EXERCISE PROMPT =>
Give a verbatim quotation of every record.

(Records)
+-------+

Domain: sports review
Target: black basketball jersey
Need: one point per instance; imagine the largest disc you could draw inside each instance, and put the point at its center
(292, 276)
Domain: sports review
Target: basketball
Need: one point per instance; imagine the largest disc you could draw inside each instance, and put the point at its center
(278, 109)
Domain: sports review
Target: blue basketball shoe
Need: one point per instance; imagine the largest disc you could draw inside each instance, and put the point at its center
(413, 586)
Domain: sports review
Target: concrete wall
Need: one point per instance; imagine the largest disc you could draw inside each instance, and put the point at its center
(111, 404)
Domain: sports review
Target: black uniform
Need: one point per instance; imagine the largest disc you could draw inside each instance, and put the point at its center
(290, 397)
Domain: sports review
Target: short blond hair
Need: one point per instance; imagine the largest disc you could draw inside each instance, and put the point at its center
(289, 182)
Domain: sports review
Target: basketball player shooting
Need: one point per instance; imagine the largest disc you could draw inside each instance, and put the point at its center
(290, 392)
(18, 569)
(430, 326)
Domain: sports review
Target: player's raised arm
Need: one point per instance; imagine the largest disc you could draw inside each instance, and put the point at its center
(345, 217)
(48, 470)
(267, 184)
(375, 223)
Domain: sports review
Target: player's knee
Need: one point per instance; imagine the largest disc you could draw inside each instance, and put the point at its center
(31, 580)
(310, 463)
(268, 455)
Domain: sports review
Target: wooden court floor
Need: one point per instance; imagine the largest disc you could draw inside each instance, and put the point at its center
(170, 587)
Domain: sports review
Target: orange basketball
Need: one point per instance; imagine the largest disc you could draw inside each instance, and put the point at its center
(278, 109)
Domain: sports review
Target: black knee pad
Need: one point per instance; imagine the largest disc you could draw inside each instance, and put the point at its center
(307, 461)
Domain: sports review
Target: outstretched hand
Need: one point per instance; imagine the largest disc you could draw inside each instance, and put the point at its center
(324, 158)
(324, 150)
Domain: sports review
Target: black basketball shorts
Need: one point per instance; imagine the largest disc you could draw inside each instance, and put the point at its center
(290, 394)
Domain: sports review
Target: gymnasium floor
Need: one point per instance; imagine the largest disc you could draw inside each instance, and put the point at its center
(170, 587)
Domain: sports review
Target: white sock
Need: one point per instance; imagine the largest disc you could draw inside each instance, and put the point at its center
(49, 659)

+-------+

OUTPUT OF THE TASK =>
Domain: sports review
Target: black basketball jersey
Need: one point per instance; imagine the largest disc you could draw inside each instance, and put the point at its center
(292, 276)
Domain: sports review
Target: basketball
Need: one point per instance; imagine the largest disc you could draw inside each instance, and put the point at its center
(278, 109)
Domain: sports review
Target: blue basketball shoe
Need: one point per instance; imagine the largest disc you could draw inside each instance, and put the point at its center
(413, 586)
Domain: sports review
Target: concrete wall
Need: one point per instance; imagine the largest disc you could draw inside each instance, and put the point at its center
(111, 404)
Domain: sports review
Target: black uniform
Need: one point per instance; imagine the largest disc you could draw inside each instance, and put the point at its center
(290, 397)
Domain: sports review
Target: short blond hair
Need: one point per instance; imagine the largest disc you could draw inside each instance, and put the point at its center
(289, 182)
Domain: sports review
Target: basketball player shooting
Need: one point per instance; imagine the largest disc you could draw inside each instance, and put the point at its center
(290, 392)
(18, 569)
(430, 326)
Domain: sports review
Target: player's raised arm
Need: one point per instance; imagine the largest disc you could draw inside each instance, and put the point at its center
(345, 217)
(48, 470)
(267, 184)
(375, 223)
Domain: sports review
Target: player's knee
Need: one point per instance; imagine the largest disc you could draw inside each instance, and put the point at its center
(31, 580)
(310, 463)
(268, 455)
Domain: sports review
Target: wooden court floor
Need: one point per instance; imagine the largest disc you could draw inside each instance, and put the point at its center
(170, 587)
Domain: sports review
Target: orange basketball
Need: one point per instance; imagine the largest disc you could draw inside each instance, and put the point at its center
(278, 109)
Domain: sports review
Target: black knee pad
Need: one point per instance; imagine the largest disc you could draw inside each instance, and put the point at its center
(307, 461)
Domain: sports review
Target: outstretched hand
Need: one point per instance; imagine the largest disc you could draw inside each instance, and put the point at its center
(324, 158)
(324, 150)
Domain: sports review
Target: black basketball shorts
Need: one point per instance; imagine the largest disc you could draw inside each instance, and put the point at its center
(290, 394)
Domain: sports review
Target: gymnasium floor
Need: one point per instance; imagine the largest disc you could draw inside each instance, and put the point at its center
(170, 587)
Domain: sports review
Target: white sock
Need: one point per instance; imagine the largest disc you could draw inside each instance, and put the point at its center
(49, 659)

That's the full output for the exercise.